[Saved data entries]
-------------------------
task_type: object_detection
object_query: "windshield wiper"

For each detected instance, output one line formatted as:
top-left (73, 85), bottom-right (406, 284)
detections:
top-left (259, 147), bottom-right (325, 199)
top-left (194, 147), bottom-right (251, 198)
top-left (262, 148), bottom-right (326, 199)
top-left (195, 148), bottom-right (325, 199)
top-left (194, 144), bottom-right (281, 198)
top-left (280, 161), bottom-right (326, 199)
-------------------------
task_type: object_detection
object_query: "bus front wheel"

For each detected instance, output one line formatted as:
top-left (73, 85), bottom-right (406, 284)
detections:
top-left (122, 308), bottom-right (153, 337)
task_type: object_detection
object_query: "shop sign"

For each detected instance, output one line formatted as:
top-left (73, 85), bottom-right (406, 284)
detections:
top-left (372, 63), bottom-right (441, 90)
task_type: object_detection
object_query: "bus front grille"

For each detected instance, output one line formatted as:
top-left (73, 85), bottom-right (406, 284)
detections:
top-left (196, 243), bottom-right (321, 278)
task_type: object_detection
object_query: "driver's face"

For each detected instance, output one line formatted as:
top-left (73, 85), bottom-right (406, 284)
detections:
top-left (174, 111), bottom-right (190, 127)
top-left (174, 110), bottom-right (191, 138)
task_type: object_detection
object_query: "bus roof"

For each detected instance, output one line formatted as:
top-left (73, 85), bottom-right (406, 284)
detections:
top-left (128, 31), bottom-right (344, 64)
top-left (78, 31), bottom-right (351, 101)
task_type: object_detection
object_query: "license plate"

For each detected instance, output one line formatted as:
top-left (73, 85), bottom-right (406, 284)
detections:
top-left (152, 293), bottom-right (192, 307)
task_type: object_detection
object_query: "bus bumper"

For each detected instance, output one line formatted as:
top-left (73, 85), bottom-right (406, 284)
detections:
-------------------------
(WHAT TO DO) Read the entries and pick out all lines that include the word "front".

(RESULT FOR THIS TASK)
object_query: "bus front wheel"
object_query: "bus front grille"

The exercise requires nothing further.